__READING PASSAGE__:

"""

Asked 26/12, 2014 at 14:35 Answered 29/12, 2023 at 13:24

Solved python python-2.7 ubuntu nltk spyder

I am experimenting NLTK package using Python. I tried to downloaded NLTK using nltk.download(). I got this kind of error message. How to solve this problem? Thanks.

The system I used is Ubuntu installed under VMware. The IDE is Spyder.

enter image description here

After using nltk.download('all'), it can download some packages, but it gets error message when downloading oanc_masc

enter image description here

Engel answered 26/12, 2014 at 14:35 Comment(6)

Why aren't you installing python-nltk using apt-get? – Herodotus 26/12, 2014 at 14:41

@CristianCiupitu you can install nltk however you want, but you then use nltk.download() to download the corpus data after you've installed it. – Supernaturalism 26/12, 2014 at 14:43

@Ffisegydd, do you have any solution to solve this problem? Thanks. – Engel 26/12, 2014 at 15:34

Have you modified any of the settings at all? – Supernaturalism 26/12, 2014 at 15:35

I did not modify any setting. Just install ubuntu under vmware. The host system is windows 7. – Engel 26/12, 2014 at 17:56

Looks like something is wrong with their server. Can't download nltk data as well. The server doesn't answer – Vicenta 19/10, 2015 at 16:4

To download a particular dataset/models, use the nltk.download() function, e.g. if you are looking to download the punkt sentence tokenizer, use:

$ python3
>>> import nltk
>>> nltk.download('punkt')

If you're unsure of which data/model you need, you can start out with the basic list of data + models with:

>>> import nltk
>>> nltk.download('popular')

It will download a list of "popular" resources.

Ensure that you've the latest version of NLTK because it's always improving and constantly maintain:

$ pip install --upgrade nltk

EDITED

In case anyone is avoiding errors from downloading larger datasets from nltk, from https://mcmap.net/q/263475/-nltk-panlex_lite-giving-me-error

$ rm /Users/<your_username>/nltk_data/corpora/panlex_lite.zip
$ rm -r /Users/<your_username>/nltk_data/corpora/panlex_lite
$ python

>>> import nltk
>>> dler = nltk.downloader.Downloader()
>>> dler._update_index()
>>> dler._status_cache['panlex_lite'] = 'installed' # Trick the index to treat panlex_lite as it's already installed.
>>> dler.download('popular')

And if anyone wants to find nltk_data directory, see https://mcmap.net/q/211871/-nltk-doesn-39-t-add-nltk_data-to-search-path

And to config nltk_data path, see https://mcmap.net/q/209709/-how-to-config-nltk-data-directory-from-code

Emplacement answered 26/12, 2014 at 18:4 Comment(4)

"""

__WHAT THE TASK REQUIRES__: Carry on the forum thread about NLTK download errors from the point where it stops.

__LISTED ENTRIES__:
"""

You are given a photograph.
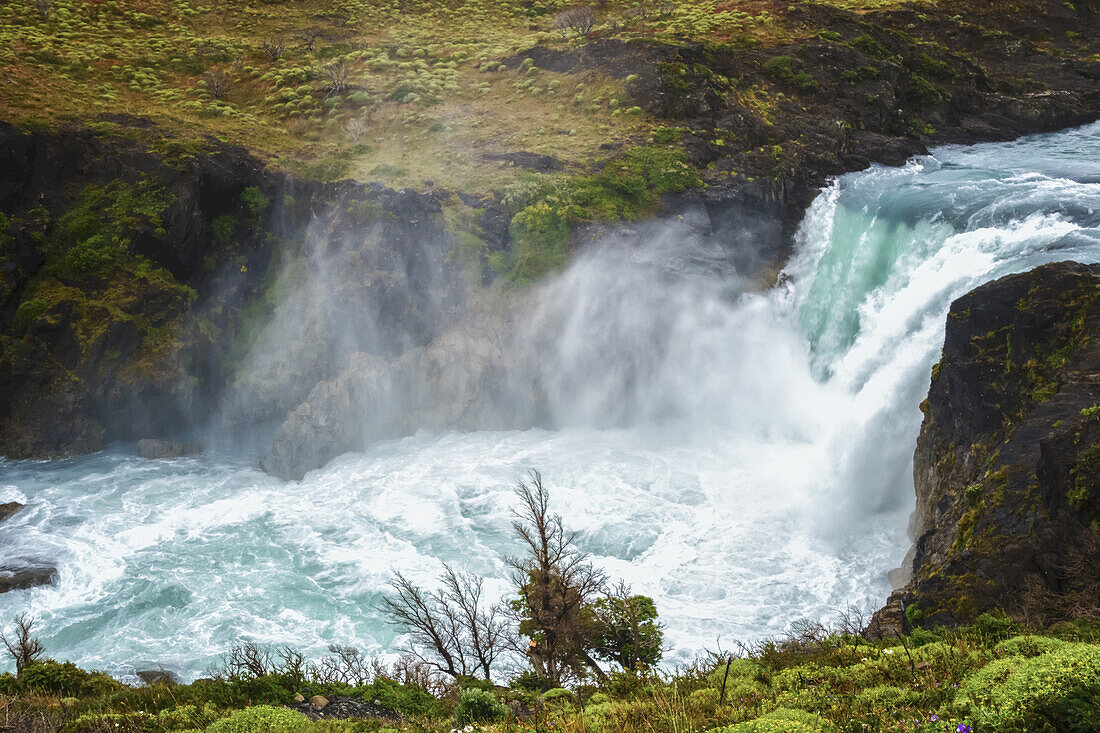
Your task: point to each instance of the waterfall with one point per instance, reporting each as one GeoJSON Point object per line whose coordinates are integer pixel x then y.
{"type": "Point", "coordinates": [744, 457]}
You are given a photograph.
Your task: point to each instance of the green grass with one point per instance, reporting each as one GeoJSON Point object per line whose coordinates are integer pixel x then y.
{"type": "Point", "coordinates": [991, 677]}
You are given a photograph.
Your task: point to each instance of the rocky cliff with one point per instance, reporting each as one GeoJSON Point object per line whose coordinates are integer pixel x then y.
{"type": "Point", "coordinates": [141, 280]}
{"type": "Point", "coordinates": [1008, 462]}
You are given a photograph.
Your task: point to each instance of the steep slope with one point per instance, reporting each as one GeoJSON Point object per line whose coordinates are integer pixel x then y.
{"type": "Point", "coordinates": [1007, 469]}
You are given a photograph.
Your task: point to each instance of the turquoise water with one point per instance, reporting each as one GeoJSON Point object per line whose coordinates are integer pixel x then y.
{"type": "Point", "coordinates": [743, 457]}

"""

__TASK OUTPUT__:
thanks for the reply. I tried nltk.download('all'), it successfully proceeded with downloading some packages, but it got stuck when downloading sth related to oasc_masc, I included the related screenshot in the original post. – Engel 26/12, 2014 at 18:48

what is your nltk version? what is the output of this on your terminal: python -c "import nltk; print nltk.__version__"? – Emplacement 26/12, 2014 at 18:50

Hi there @Emplacement I'm having similar issues using nltk.download('all') on Ubuntu, except I get HTTP Error 404: Not Found in both IDLE and command line. My NLTK version is 2.0b9. Do you have any idea what might be going on? – Insurgent 5/12, 2015 at 23:36

@Joansy, Please update your NLTK. sudo pip install nltk or sudo apt-get install python-nltk. Once it's updated the problem should resolve itself. Otherwise, you would have to set the url manually. Try updating NLTK first, if it doesn't work, then come back again =) – Emplacement 6/12, 2015 at 0:20

From command line, after importing nltk, try

nltk.download('popular', halt_on_error=False)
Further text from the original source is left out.